### Extrait du texte
------------------------------------------------------------

Pendant que le golf européen tente de reprendre ses esprits après son historique victoire à la Coupe Ryder et les festivités bien arrosées qui l'ont suivie, le golf américain panse encore ses plaies ce matin.

Vrai que les 12 membres de Team USA et leur capitaine sont tombés au champ de bataille. Mais les visages aussi médusés que meurtris des partisans quittant Medinah par milliers en début de soirée dimanche démontraient sans l'ombre du commencement d'un doute que ce revers a été reçu comme un coup de poignard en plein coeur par une nation tout entière. Une nation qui était sur le point de reprendre ce qu'elle considère comme la Coupe Ryder.

Au lieu de consacrer leurs manchettes au «Miracle à Medinah», les journaux de Chicago et des autres grandes villes américaines y allaient des mots «débandade, effondrement, cafouillage à Medinah».

Je n'ai pas vu le mot scandale écrit en grosses lettres. Mais il sautait aux yeux dans la majorité des analyses que j'ai parcourues lors d'une grande virée médiatique américaine faite sur internet.

Love III critiqué

Les vétérans Steve Stricker, blanchi en quatre matchs, dont celui qui a permis à l'Europe de conserver la précieuse coupe, et Jim Furyk, qui s'est effondré en match individuel, sont bien sûr écorchés vifs. Avec raison.

Mais les deux principales victimes sont le capitaine Davis Love III et son joueur vedette, Tiger Woods.

«Mettez tout le blâme sur mes épaules. Contestez mes décisions. Mais épargnez mes joueurs. Ils ont tout donné», a plusieurs fois répété Love III dimanche soir.

Digne dans la défaite, Davis Love III était malgré tout effondré. Complètement défait. Il faut dire que près de deux longues années de planifications méticuleuses venaient d'être balayées par un coup roulé raté ici. Par un coup roulé réussi là.

Phil Mickelson a même dû se porter à la défense de son capitaine. Après trois victoires impressionnantes en compagnie de Keegan Bradley, c'est comme spectateurs que Mickelson et son jeune coéquipier ont suivi la dernière manche des compétitions par équipe samedi après-midi.

«Ne blâmez pas Davis pour cette décision, c'est moi qui lui ai dit que Keegan et moi étions en train de vider nos réserves d'émotions sur le terrain pour assurer notre victoire. Nous n'aurions pas été les mêmes en après-midi», a plaidé Mickelson.

Va pour cette décision.

Mais Steve Stricker (0-4), Jim Furyk et Brandt Snedeker (1-2), trois sélections du capitaine qui ont planté face première en fin de semaine, n'aident pas la cause de Davis Love. Dustin Johnson, la quatrième sélection du capitaine, a récolté trois points sur quatre. Mais il a été le premier à admettre qu'il est loin d'avoir joué du grand golf. Au moins, il a gagné... lui.

------------------------------------------------------------

### Données brutes

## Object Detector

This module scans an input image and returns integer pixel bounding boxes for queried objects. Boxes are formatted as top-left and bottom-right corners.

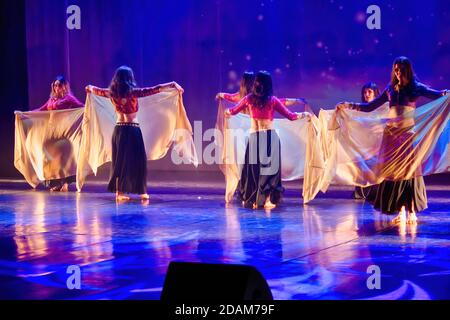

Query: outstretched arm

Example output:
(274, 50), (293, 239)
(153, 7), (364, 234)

(418, 83), (448, 100)
(56, 94), (84, 110)
(274, 97), (301, 121)
(225, 97), (247, 116)
(86, 85), (111, 98)
(33, 99), (50, 111)
(133, 85), (161, 98)
(216, 92), (241, 103)
(279, 98), (306, 107)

------------------------------------------------------------

### Consignes
a) D'après l'article sur la Coupe Ryder, combien de points Dustin Johnson a-t-il récoltés ?
b) Reproduisez fidèlement le passage de l'article sur la Coupe Ryder, depuis les mots «Mais les deux» jusqu'aux mots «roulé réussi là.» inclus.

### Corrigé
a) Trois points sur quatre.

b)
Mais les deux principales victimes sont le capitaine Davis Love III et son joueur vedette, Tiger Woods.

«Mettez tout le blâme sur mes épaules. Contestez mes décisions. Mais épargnez mes joueurs. Ils ont tout donné», a plusieurs fois répété Love III dimanche soir.

Digne dans la défaite, Davis Love III était malgré tout effondré. Complètement défait. Il faut dire que près de deux longues années de planifications méticuleuses venaient d'être balayées par un coup roulé raté ici. Par un coup roulé réussi là.